— start Working data —

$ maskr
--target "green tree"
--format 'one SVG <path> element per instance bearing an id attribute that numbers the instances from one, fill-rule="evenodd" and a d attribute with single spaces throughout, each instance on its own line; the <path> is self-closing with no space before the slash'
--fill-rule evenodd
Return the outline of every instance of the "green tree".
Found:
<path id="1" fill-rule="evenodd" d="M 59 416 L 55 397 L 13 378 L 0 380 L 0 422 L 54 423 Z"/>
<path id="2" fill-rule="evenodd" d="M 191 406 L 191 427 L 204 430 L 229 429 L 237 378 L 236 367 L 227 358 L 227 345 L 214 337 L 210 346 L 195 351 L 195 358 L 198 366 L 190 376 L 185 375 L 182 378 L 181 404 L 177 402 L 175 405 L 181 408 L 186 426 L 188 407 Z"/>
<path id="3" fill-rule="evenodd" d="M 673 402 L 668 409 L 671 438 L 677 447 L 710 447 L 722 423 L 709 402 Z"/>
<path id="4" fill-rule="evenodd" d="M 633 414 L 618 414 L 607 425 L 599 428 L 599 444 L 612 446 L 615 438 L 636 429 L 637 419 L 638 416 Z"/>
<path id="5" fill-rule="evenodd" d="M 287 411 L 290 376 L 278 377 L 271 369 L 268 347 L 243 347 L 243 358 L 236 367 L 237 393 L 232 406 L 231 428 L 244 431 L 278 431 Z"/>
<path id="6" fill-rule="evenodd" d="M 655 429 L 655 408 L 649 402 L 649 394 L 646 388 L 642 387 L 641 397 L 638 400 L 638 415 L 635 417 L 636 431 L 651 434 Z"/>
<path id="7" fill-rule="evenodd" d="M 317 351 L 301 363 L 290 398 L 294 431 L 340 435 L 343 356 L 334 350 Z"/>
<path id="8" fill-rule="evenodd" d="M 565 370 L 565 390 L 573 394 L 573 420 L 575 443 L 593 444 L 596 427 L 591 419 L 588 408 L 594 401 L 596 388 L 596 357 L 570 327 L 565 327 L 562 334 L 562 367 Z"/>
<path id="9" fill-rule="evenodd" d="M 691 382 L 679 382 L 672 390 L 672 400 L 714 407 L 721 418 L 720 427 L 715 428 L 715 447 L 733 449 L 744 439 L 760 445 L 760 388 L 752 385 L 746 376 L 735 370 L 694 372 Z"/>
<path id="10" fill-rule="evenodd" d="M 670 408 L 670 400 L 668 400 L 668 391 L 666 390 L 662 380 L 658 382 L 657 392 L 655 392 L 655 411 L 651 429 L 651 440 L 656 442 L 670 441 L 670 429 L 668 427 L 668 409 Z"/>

— end Working data —

Do this: Rewrite the lines of every entry above, swapping "green tree" for "palm tree" and keeping everything else the same.

The reply:
$ maskr
--target "palm tree"
--format 'one SVG <path> element per instance bearing an id attribute that numbers the instances from one, fill-rule="evenodd" and a d attribute with single spaces throughout, each instance on its own line; the <path> is self-closing with no space before the slash'
--fill-rule evenodd
Return the outline of every instance of the "palm tree".
Found:
<path id="1" fill-rule="evenodd" d="M 59 416 L 55 397 L 13 378 L 0 380 L 0 422 L 54 423 Z"/>
<path id="2" fill-rule="evenodd" d="M 191 406 L 191 427 L 204 430 L 229 429 L 237 378 L 236 367 L 227 358 L 227 345 L 214 337 L 210 346 L 195 351 L 195 358 L 198 366 L 190 376 L 185 375 L 182 378 L 181 404 L 177 402 L 175 405 L 181 408 L 186 426 L 188 407 Z"/>
<path id="3" fill-rule="evenodd" d="M 673 402 L 668 409 L 671 438 L 677 447 L 710 447 L 722 423 L 709 402 Z"/>
<path id="4" fill-rule="evenodd" d="M 633 414 L 618 414 L 607 425 L 599 428 L 599 444 L 612 446 L 615 438 L 636 429 L 637 419 L 638 416 Z"/>
<path id="5" fill-rule="evenodd" d="M 287 411 L 290 376 L 278 377 L 271 369 L 268 347 L 243 347 L 243 358 L 236 367 L 237 393 L 232 406 L 231 428 L 244 431 L 278 431 Z"/>
<path id="6" fill-rule="evenodd" d="M 655 429 L 655 408 L 649 402 L 649 394 L 646 388 L 642 387 L 641 397 L 638 400 L 638 415 L 635 417 L 636 431 L 651 434 Z"/>
<path id="7" fill-rule="evenodd" d="M 317 351 L 301 363 L 290 398 L 294 431 L 340 435 L 343 356 L 334 350 Z"/>
<path id="8" fill-rule="evenodd" d="M 565 370 L 565 390 L 573 394 L 573 420 L 575 443 L 593 444 L 596 427 L 591 419 L 588 408 L 594 401 L 596 388 L 596 357 L 570 327 L 565 327 L 562 334 L 562 367 Z"/>
<path id="9" fill-rule="evenodd" d="M 691 382 L 679 382 L 672 390 L 672 400 L 714 407 L 721 418 L 720 427 L 715 428 L 715 447 L 733 449 L 744 439 L 760 445 L 760 388 L 752 385 L 746 376 L 735 370 L 694 372 Z"/>
<path id="10" fill-rule="evenodd" d="M 670 408 L 670 400 L 668 400 L 668 391 L 666 390 L 662 380 L 658 382 L 657 392 L 655 392 L 655 411 L 651 429 L 651 440 L 656 442 L 670 441 L 670 429 L 668 427 L 668 409 Z"/>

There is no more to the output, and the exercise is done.